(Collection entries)
>>>

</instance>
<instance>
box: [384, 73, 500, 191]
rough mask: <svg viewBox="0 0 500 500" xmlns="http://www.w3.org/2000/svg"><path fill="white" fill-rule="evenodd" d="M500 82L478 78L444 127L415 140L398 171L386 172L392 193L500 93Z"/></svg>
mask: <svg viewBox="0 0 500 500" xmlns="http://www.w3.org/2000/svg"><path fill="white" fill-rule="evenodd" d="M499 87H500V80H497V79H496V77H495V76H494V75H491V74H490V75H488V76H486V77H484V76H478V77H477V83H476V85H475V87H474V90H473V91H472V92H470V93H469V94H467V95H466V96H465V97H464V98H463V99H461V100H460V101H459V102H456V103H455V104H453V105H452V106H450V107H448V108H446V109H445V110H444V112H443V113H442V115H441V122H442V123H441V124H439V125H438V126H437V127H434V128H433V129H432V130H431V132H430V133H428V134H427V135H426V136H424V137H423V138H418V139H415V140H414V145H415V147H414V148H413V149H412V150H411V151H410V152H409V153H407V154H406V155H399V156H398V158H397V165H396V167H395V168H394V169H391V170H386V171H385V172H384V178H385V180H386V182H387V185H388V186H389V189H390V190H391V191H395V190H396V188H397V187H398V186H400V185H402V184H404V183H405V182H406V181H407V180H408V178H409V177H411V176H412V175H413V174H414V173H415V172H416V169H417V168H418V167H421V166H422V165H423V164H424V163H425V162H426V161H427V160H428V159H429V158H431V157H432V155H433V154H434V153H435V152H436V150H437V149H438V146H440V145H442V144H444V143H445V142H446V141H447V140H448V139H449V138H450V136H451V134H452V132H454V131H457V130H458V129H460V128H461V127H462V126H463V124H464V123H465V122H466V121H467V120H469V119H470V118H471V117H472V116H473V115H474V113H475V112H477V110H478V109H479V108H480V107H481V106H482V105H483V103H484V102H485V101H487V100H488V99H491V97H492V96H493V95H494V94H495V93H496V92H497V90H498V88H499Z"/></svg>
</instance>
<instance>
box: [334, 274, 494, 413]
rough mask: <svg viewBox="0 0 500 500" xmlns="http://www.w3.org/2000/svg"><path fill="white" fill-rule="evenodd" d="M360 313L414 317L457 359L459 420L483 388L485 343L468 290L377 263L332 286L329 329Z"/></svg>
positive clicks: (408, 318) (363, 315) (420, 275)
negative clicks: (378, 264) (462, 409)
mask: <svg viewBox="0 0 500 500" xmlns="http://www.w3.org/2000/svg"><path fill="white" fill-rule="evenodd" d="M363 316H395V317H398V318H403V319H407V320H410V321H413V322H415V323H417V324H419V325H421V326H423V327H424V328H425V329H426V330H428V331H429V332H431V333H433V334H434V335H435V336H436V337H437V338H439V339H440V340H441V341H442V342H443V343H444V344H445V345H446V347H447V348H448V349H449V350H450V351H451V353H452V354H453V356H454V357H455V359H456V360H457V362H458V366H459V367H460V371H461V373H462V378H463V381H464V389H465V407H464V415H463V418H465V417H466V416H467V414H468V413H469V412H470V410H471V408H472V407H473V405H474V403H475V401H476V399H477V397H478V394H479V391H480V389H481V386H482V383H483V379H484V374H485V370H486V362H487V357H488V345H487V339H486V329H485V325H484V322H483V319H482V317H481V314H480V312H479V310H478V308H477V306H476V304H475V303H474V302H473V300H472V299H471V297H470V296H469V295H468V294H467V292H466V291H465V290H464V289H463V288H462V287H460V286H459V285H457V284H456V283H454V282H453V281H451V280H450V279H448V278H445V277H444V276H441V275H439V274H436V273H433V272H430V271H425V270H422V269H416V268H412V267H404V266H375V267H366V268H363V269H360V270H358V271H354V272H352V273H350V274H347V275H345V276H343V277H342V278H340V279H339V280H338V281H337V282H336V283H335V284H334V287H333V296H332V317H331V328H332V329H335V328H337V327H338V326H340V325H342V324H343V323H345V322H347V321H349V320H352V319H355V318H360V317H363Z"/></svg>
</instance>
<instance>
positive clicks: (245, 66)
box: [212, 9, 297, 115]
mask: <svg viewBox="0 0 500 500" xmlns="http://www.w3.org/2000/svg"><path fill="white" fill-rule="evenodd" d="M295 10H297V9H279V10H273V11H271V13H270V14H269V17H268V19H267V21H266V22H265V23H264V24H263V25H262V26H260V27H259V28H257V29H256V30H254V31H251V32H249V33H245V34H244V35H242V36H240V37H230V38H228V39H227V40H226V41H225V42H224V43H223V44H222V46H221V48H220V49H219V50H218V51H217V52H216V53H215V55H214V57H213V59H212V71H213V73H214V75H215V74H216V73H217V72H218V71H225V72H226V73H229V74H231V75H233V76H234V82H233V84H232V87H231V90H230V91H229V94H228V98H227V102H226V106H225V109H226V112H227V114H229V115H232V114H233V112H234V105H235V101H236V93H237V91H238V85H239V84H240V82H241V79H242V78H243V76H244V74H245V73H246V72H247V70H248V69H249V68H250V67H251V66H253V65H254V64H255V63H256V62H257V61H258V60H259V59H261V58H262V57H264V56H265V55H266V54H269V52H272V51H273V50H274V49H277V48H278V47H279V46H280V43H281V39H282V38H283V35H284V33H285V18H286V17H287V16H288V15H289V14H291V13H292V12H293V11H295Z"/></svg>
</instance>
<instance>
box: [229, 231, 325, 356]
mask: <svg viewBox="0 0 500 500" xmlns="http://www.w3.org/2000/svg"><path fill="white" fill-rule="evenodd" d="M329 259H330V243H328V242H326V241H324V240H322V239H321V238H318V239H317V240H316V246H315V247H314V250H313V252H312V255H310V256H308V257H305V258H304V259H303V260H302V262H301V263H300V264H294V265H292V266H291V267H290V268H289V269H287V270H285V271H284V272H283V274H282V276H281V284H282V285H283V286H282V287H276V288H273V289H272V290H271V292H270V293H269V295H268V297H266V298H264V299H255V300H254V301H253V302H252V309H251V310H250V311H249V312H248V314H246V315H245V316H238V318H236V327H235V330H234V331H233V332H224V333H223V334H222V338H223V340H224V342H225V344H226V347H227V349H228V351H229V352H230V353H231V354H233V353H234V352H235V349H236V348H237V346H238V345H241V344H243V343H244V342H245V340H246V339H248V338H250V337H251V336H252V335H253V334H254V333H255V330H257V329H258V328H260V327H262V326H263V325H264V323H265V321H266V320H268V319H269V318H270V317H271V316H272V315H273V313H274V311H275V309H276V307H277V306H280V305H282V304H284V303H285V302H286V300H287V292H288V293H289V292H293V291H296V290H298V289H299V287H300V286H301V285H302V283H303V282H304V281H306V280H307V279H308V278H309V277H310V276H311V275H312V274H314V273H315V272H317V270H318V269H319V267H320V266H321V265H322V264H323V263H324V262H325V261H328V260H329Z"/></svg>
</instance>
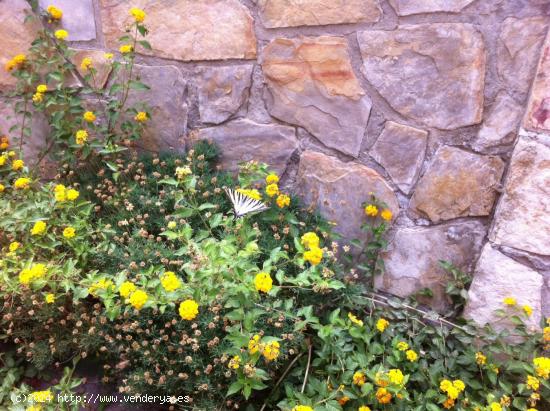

<<<

## WHAT THE EXERCISE ASKS
Revise the items above so that every "rough mask" becomes "initial mask", leaving everything else as it is. Omit the pictures from your answer.

## EXERCISE SOLUTION
</instance>
<instance>
box: [384, 73, 500, 191]
initial mask: <svg viewBox="0 0 500 500" xmlns="http://www.w3.org/2000/svg"><path fill="white" fill-rule="evenodd" d="M500 82L478 78L444 127L415 140L398 171L386 172L392 193L500 93Z"/></svg>
mask: <svg viewBox="0 0 500 500" xmlns="http://www.w3.org/2000/svg"><path fill="white" fill-rule="evenodd" d="M499 87H500V80H497V79H496V77H495V76H494V75H491V74H490V75H488V76H486V77H484V76H478V77H477V83H476V85H475V87H474V90H473V91H472V92H470V93H469V94H467V95H466V96H465V97H464V98H463V99H461V100H460V101H459V102H456V103H455V104H453V105H452V106H450V107H448V108H446V109H445V110H444V112H443V113H442V115H441V122H442V123H441V124H439V125H438V126H437V127H434V128H433V129H432V130H431V132H430V133H428V134H427V135H426V136H424V137H423V138H418V139H415V140H414V145H415V147H414V148H413V149H412V150H411V151H410V152H409V153H407V154H406V155H399V156H398V158H397V165H396V167H395V168H394V169H391V170H386V171H385V172H384V178H385V180H386V182H387V185H388V186H389V189H390V190H391V191H395V190H396V188H397V187H398V186H400V185H402V184H404V183H405V182H406V181H407V180H408V178H409V177H411V176H412V175H413V174H414V173H415V172H416V169H417V168H418V167H421V166H422V165H423V164H424V163H425V162H426V161H427V160H428V159H429V158H431V157H432V155H433V154H434V153H435V152H436V150H437V149H438V146H440V145H442V144H444V143H445V142H446V141H447V140H448V139H449V138H450V136H451V134H452V132H454V131H457V130H458V129H460V128H461V127H462V126H463V124H464V123H465V122H466V121H467V120H469V119H470V118H471V117H472V116H473V115H474V113H475V112H477V110H478V109H479V108H480V107H481V106H482V105H483V103H484V102H485V101H487V100H488V99H491V97H492V96H493V95H494V94H495V93H496V92H497V90H498V88H499Z"/></svg>
</instance>
<instance>
box: [334, 274, 494, 413]
initial mask: <svg viewBox="0 0 500 500" xmlns="http://www.w3.org/2000/svg"><path fill="white" fill-rule="evenodd" d="M360 313L414 317L457 359L459 420L483 388L485 343L468 290L377 263L332 286L329 329Z"/></svg>
positive clicks: (408, 318) (363, 315) (420, 275)
negative clicks: (378, 264) (462, 409)
mask: <svg viewBox="0 0 500 500" xmlns="http://www.w3.org/2000/svg"><path fill="white" fill-rule="evenodd" d="M363 316H395V317H398V318H403V319H407V320H410V321H413V322H415V323H417V324H419V325H421V326H423V327H424V328H425V329H426V330H428V331H429V332H431V333H433V334H434V335H435V336H436V337H437V338H439V339H440V340H441V341H442V342H443V343H444V344H445V345H446V347H447V348H448V349H449V350H450V351H451V353H452V354H453V356H454V357H455V359H456V360H457V362H458V366H459V367H460V371H461V373H462V378H463V381H464V389H465V407H464V415H463V418H465V417H466V416H467V414H468V413H469V412H470V410H471V408H472V407H473V405H474V403H475V401H476V399H477V397H478V394H479V391H480V389H481V386H482V383H483V379H484V374H485V370H486V362H487V357H488V345H487V339H486V329H485V325H484V322H483V319H482V317H481V314H480V312H479V310H478V308H477V306H476V304H475V303H474V302H473V300H472V299H471V297H470V296H469V295H468V294H467V292H466V291H465V290H464V289H463V288H462V287H460V286H459V285H457V284H456V283H454V282H453V281H451V280H450V279H448V278H445V277H444V276H441V275H439V274H436V273H433V272H430V271H425V270H422V269H416V268H412V267H404V266H375V267H366V268H363V269H360V270H358V271H354V272H352V273H350V274H347V275H345V276H343V277H342V278H340V279H339V280H338V281H337V282H336V283H335V284H334V287H333V296H332V317H331V328H332V329H335V328H337V327H338V326H340V325H342V324H343V323H345V322H347V321H349V320H352V319H355V318H360V317H363Z"/></svg>
</instance>
<instance>
positive clicks: (245, 66)
box: [212, 9, 297, 115]
mask: <svg viewBox="0 0 500 500" xmlns="http://www.w3.org/2000/svg"><path fill="white" fill-rule="evenodd" d="M295 10H297V9H279V10H273V11H271V13H270V14H269V17H268V19H267V21H266V22H265V23H264V24H263V25H262V26H260V27H259V28H257V29H256V30H254V31H251V32H249V33H245V34H244V35H242V36H240V37H230V38H228V39H227V40H226V41H225V42H224V43H223V44H222V46H221V48H220V49H219V50H218V51H217V52H216V53H215V55H214V57H213V59H212V71H213V73H214V75H215V74H216V73H217V72H218V71H225V72H226V73H229V74H231V75H233V76H234V82H233V84H232V87H231V90H230V91H229V94H228V98H227V102H226V106H225V109H226V112H227V114H229V115H232V114H233V112H234V105H235V101H236V93H237V91H238V85H239V84H240V82H241V79H242V78H243V76H244V74H245V73H246V72H247V70H248V69H249V68H250V67H251V66H253V65H254V64H255V63H256V62H257V61H258V60H259V59H261V58H262V57H264V56H265V55H266V54H269V52H272V51H273V50H274V49H277V48H278V47H279V46H280V43H281V39H282V38H283V35H284V33H285V18H286V17H287V16H288V15H289V14H291V13H292V12H293V11H295Z"/></svg>
</instance>
<instance>
box: [229, 231, 325, 356]
mask: <svg viewBox="0 0 500 500" xmlns="http://www.w3.org/2000/svg"><path fill="white" fill-rule="evenodd" d="M329 259H330V243H328V242H326V241H324V240H322V239H321V238H318V239H317V240H316V246H315V247H314V250H313V252H312V255H310V256H308V257H305V258H304V259H303V260H302V262H301V263H300V264H294V265H292V266H291V267H290V268H289V269H287V270H285V271H284V272H283V274H282V276H281V284H282V285H283V286H282V287H276V288H273V289H272V290H271V292H270V293H269V295H268V297H266V298H264V299H255V300H254V301H253V302H252V309H251V310H250V311H249V312H248V314H246V315H245V316H238V318H236V327H235V330H234V331H233V332H224V333H223V334H222V338H223V340H224V342H225V344H226V347H227V349H228V351H229V352H230V353H231V354H233V353H234V352H235V349H236V348H237V346H238V345H241V344H243V343H244V342H245V340H246V339H248V338H250V337H251V336H252V335H253V334H254V333H255V330H257V329H258V328H260V327H262V326H263V325H264V323H265V321H266V320H268V319H269V318H270V317H271V316H272V315H273V313H274V311H275V309H276V307H277V306H280V305H282V304H284V303H285V302H286V300H287V292H288V293H289V292H293V291H296V290H298V289H299V287H300V286H301V285H302V283H303V282H304V281H306V280H307V279H308V278H309V277H310V276H311V275H312V274H314V273H315V272H317V270H318V269H319V267H320V266H321V265H322V264H323V263H324V262H325V261H328V260H329Z"/></svg>
</instance>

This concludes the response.